[Instructions to follow] Reproduce the listing exactly, with no pictures in your copy.

-------- Source records

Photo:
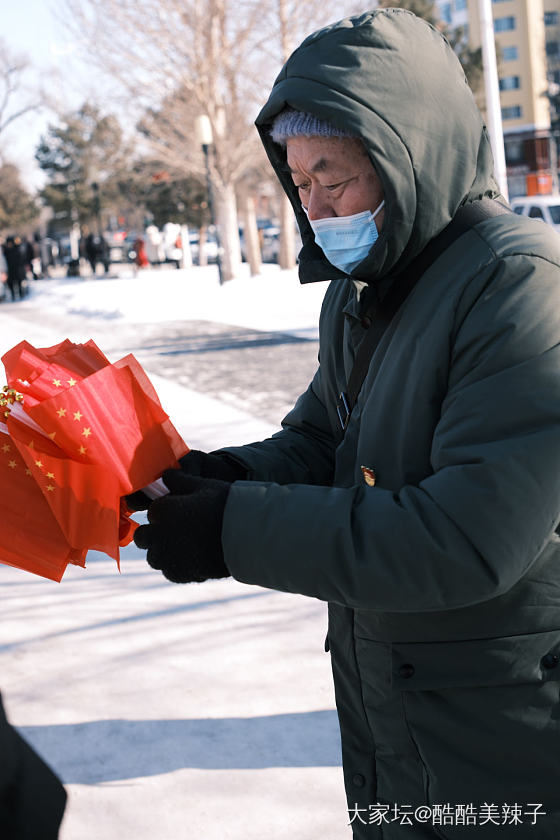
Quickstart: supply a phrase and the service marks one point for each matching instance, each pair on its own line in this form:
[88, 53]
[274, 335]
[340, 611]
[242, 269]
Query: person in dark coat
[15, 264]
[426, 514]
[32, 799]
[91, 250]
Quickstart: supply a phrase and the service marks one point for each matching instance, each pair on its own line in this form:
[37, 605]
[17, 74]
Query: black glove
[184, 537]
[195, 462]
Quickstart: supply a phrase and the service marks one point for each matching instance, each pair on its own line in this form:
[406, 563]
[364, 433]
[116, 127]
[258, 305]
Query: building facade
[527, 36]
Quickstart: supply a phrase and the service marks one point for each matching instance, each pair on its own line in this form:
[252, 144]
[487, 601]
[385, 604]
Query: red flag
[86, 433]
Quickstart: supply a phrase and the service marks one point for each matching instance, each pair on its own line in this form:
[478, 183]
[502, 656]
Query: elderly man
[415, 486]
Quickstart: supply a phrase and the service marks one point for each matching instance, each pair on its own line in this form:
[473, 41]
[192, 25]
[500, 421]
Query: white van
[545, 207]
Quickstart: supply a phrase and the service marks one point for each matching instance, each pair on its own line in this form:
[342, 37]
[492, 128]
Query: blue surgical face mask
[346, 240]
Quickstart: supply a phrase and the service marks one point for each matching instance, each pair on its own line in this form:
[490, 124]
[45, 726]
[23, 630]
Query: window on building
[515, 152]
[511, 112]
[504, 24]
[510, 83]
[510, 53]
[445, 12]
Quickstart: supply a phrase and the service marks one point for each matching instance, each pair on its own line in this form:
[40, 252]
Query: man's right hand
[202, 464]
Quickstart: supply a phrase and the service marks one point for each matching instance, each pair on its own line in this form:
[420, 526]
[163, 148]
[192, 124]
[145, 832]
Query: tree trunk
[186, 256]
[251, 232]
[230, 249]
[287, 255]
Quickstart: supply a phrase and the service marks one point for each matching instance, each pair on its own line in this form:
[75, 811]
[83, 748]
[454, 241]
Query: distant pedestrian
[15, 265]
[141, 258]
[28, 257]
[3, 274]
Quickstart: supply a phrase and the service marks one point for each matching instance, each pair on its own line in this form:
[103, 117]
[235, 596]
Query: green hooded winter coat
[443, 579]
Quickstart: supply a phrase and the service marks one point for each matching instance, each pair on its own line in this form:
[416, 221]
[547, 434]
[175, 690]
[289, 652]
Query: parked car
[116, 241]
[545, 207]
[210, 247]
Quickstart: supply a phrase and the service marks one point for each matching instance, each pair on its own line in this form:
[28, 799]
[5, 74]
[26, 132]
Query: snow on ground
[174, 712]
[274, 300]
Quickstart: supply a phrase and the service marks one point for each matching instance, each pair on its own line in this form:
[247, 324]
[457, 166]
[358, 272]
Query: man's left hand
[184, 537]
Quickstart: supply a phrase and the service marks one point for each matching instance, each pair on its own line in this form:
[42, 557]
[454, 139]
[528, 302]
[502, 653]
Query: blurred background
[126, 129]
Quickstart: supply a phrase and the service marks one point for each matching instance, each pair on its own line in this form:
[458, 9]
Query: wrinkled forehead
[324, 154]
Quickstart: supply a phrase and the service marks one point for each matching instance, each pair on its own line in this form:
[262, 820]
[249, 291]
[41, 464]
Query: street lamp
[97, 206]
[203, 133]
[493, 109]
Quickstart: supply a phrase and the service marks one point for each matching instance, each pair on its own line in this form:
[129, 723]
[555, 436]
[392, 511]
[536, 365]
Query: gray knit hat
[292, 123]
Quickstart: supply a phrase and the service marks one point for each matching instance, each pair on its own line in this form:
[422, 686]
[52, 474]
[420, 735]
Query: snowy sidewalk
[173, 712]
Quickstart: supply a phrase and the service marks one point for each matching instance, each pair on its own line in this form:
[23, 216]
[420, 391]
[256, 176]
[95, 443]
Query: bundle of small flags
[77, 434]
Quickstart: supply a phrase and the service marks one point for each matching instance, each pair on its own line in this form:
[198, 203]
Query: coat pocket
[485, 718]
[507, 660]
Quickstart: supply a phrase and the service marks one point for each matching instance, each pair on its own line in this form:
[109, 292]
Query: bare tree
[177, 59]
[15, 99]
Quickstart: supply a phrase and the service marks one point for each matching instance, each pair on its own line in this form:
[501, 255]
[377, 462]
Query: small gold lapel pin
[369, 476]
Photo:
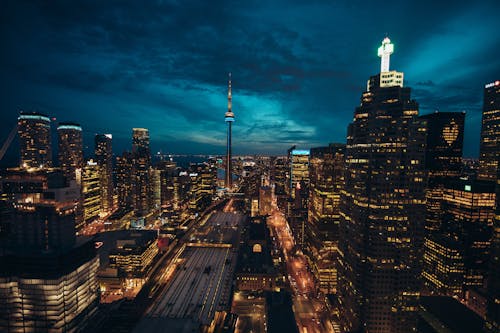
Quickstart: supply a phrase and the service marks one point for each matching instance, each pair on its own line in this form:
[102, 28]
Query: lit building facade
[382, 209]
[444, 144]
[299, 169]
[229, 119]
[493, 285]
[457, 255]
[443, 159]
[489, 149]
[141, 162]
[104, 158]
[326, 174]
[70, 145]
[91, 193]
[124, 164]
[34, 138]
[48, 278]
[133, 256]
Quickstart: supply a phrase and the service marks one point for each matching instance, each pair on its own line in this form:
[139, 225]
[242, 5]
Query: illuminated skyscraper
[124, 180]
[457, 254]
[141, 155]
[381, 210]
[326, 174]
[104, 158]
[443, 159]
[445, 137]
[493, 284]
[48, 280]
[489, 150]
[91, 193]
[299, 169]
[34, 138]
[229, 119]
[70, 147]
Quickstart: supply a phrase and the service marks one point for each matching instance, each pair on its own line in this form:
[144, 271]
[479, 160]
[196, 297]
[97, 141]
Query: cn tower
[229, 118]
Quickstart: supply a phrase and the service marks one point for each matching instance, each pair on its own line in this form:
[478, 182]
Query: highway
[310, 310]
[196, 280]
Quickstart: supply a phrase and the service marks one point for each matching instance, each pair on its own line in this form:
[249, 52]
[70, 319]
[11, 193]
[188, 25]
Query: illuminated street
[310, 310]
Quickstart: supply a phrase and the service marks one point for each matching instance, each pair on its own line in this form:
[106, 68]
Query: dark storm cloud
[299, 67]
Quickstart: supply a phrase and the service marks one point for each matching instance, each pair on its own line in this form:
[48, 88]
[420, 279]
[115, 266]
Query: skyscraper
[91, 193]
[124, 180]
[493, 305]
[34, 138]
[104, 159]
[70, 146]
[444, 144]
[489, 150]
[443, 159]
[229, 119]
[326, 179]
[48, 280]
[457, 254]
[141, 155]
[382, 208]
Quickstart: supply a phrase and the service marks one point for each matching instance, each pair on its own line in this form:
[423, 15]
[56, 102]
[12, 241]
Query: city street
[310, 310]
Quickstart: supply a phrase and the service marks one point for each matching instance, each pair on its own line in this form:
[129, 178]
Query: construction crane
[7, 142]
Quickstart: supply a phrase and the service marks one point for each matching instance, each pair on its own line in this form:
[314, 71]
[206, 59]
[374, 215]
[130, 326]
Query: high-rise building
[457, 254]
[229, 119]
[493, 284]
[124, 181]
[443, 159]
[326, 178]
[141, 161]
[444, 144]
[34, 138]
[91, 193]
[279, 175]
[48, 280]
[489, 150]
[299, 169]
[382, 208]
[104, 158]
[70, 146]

----------------

[Complete response]
Photo:
Quickstart: supply a phrase and the service marks one point for each matching instance, each pair on its own line in this form:
[88, 53]
[274, 335]
[340, 611]
[242, 269]
Query: person in dark coat
[15, 264]
[426, 514]
[32, 799]
[91, 250]
Quickstart: supply a phrase and the service marks one point for each matching instance, each pair on its own line in this form:
[37, 605]
[17, 74]
Query: black glove
[184, 537]
[195, 462]
Quickstart: supply a phrase and the service marks one point for each matching instance, each pair on its own line in this form:
[406, 563]
[364, 433]
[116, 127]
[258, 305]
Query: building facade
[527, 36]
Quickstart: supply a phrase and the service marks one point for each matching instance, each pair on its own line in this form:
[252, 144]
[487, 601]
[385, 604]
Query: red flag
[86, 433]
Quickstart: supply a phrase and the service marks one point for each matching instance, each pair on its own line in this form:
[478, 183]
[502, 656]
Query: elderly man
[415, 486]
Quickstart: supply a phrase and the service marks one point for each matching instance, each pair on its own line in this form:
[473, 41]
[192, 25]
[500, 421]
Query: white van
[545, 207]
Quickstart: supply a phrase and the service marks one point for each matching instance, each pair on its own line in this form:
[342, 37]
[492, 128]
Query: blue surgical face mask
[346, 240]
Quickstart: supply a phrase and the service marks one point for each matching instance, each pair on its own line in this form:
[490, 124]
[45, 726]
[23, 630]
Query: window on building
[515, 152]
[511, 112]
[504, 24]
[510, 83]
[510, 53]
[445, 12]
Quickstart: supply a phrase and the service marks one point for each matching instance, each pair on its own line in this form:
[40, 252]
Query: man's right hand
[202, 464]
Quickstart: supply a phrase and the service marks one point for each matching instance, each pair on its own line in this form:
[420, 526]
[163, 148]
[192, 124]
[145, 832]
Query: tree trunk
[186, 256]
[251, 232]
[230, 249]
[287, 255]
Quickstart: supply a phrase and the service marks one point for each matching instance, each pair on its own line in this form:
[75, 811]
[83, 748]
[454, 241]
Query: distant pedestrian
[15, 265]
[141, 258]
[28, 257]
[3, 274]
Quickstart: supply a phrase and the service marks one point for each matching instance, each pair on its own line in this form:
[103, 117]
[235, 596]
Query: green hooded winter coat
[443, 579]
Quickstart: supply a phrase and the service marks one point for each matching instance, each pair on its own line in this form:
[416, 221]
[547, 434]
[175, 690]
[289, 652]
Query: parked car
[116, 241]
[545, 207]
[210, 247]
Quickstart: supply a phrase and the service marks one point for each matching instance, each pair on its own line in this form:
[28, 799]
[5, 74]
[26, 132]
Query: snow on ground
[174, 712]
[274, 300]
Quickstart: supply a phrase and the service marks one point for each matching instance, each pair on its own line in this form:
[247, 324]
[457, 166]
[358, 272]
Query: man's left hand
[184, 537]
Quickstart: supply a phrase and the service marks one point for each matching instance, each pair on its own line in this form:
[42, 557]
[454, 139]
[528, 302]
[502, 653]
Query: blurred background
[126, 129]
Quickstart: supply a phrase and the service marks one point for each matching instance, each pair on its own line in this form:
[458, 9]
Query: wrinkled forehead
[324, 154]
Quickstart: supply a phrase and the service marks one point for each matching instance, each pair on its own line in this form:
[262, 820]
[249, 291]
[41, 464]
Query: street lamp
[97, 206]
[203, 133]
[493, 109]
Quickstart: supply a phrase and the service marks one point for each matching instance, each pair on its own line in this form:
[129, 723]
[555, 436]
[392, 511]
[536, 365]
Query: gray knit hat
[292, 123]
Quickstart: supply a phrase and the service marks one point for each matching instance, each pair on its own line in this form:
[422, 686]
[52, 474]
[420, 735]
Query: snowy sidewalk
[173, 712]
Quickstart: supply a phrase and the service marks one point for each matching instance, each pair on its own line in this form:
[23, 216]
[420, 391]
[256, 176]
[95, 443]
Query: bundle of small flags
[77, 434]
Quickstart: supply a phrase and the service marks one point for each matching instance, each pair on its own line in this form:
[198, 203]
Query: coat pocket
[485, 718]
[507, 660]
Quickstart: supply a phrase and the service marks one point for each matching instance, each pair on its own line in this form:
[109, 292]
Query: bare tree
[177, 59]
[15, 99]
Quickstart: supply a phrase and the service marks one point for each matching instance, each pair on its own line in this form:
[501, 255]
[377, 462]
Query: small gold lapel pin
[369, 476]
Photo:
Quickstart: supply a phrase and the service marks one point for each matching instance, each pair on its own line in this form:
[102, 28]
Query: lit building facade
[382, 209]
[444, 144]
[299, 169]
[229, 119]
[493, 285]
[457, 255]
[443, 159]
[489, 149]
[141, 162]
[104, 158]
[326, 174]
[70, 145]
[91, 193]
[124, 164]
[34, 138]
[48, 278]
[133, 256]
Quickstart: supply a phrase and the service marks one point for each matching instance, each pair on its own line in this form:
[139, 225]
[242, 5]
Query: illuminated skyscraper
[124, 180]
[457, 254]
[141, 155]
[381, 210]
[326, 174]
[104, 158]
[443, 159]
[445, 137]
[493, 284]
[48, 280]
[489, 150]
[91, 193]
[299, 169]
[34, 138]
[229, 119]
[70, 147]
Quickstart: supply a phrase and the service marks one point for each matching instance, each pair on its own line in this form:
[144, 271]
[479, 160]
[196, 297]
[97, 141]
Query: cn tower
[229, 118]
Quickstart: supply a phrase and the service marks one point for each matching instance, each pair on its own line in this form:
[478, 182]
Query: highway
[310, 310]
[196, 280]
Quickstart: supply a phrase and the service marks one point for each matching instance, each pair on its own line in this form:
[249, 52]
[70, 319]
[11, 193]
[188, 25]
Query: illuminated street
[310, 310]
Quickstart: supply a phrase and the service marks one point for each matching instance, each pair on its own line in this form:
[106, 68]
Query: dark storm cloud
[299, 67]
Quickstart: supply a phrase and the service marks one point for each matching instance, each pair on its own line in this form:
[48, 88]
[420, 279]
[115, 266]
Query: skyscraper
[91, 193]
[124, 180]
[493, 305]
[34, 138]
[104, 159]
[70, 146]
[444, 144]
[489, 150]
[443, 159]
[229, 119]
[326, 179]
[48, 280]
[457, 254]
[141, 155]
[382, 208]
Quickstart: supply a phrase and the service marks one point for each matching instance, each pair on its own line in this form:
[423, 15]
[56, 102]
[12, 241]
Query: city street
[310, 310]
Quickstart: supply a phrase and the service marks one point for each matching instance, each pair on its own line in this form:
[129, 178]
Query: construction crane
[7, 142]
Quickstart: supply a phrase and the service marks one point for each matching instance, each pair on its own line in this form:
[314, 71]
[206, 59]
[374, 215]
[130, 326]
Query: high-rise building
[457, 254]
[229, 119]
[493, 284]
[124, 181]
[443, 159]
[326, 178]
[141, 161]
[444, 144]
[34, 138]
[91, 193]
[279, 175]
[48, 280]
[489, 150]
[299, 169]
[382, 208]
[104, 158]
[70, 146]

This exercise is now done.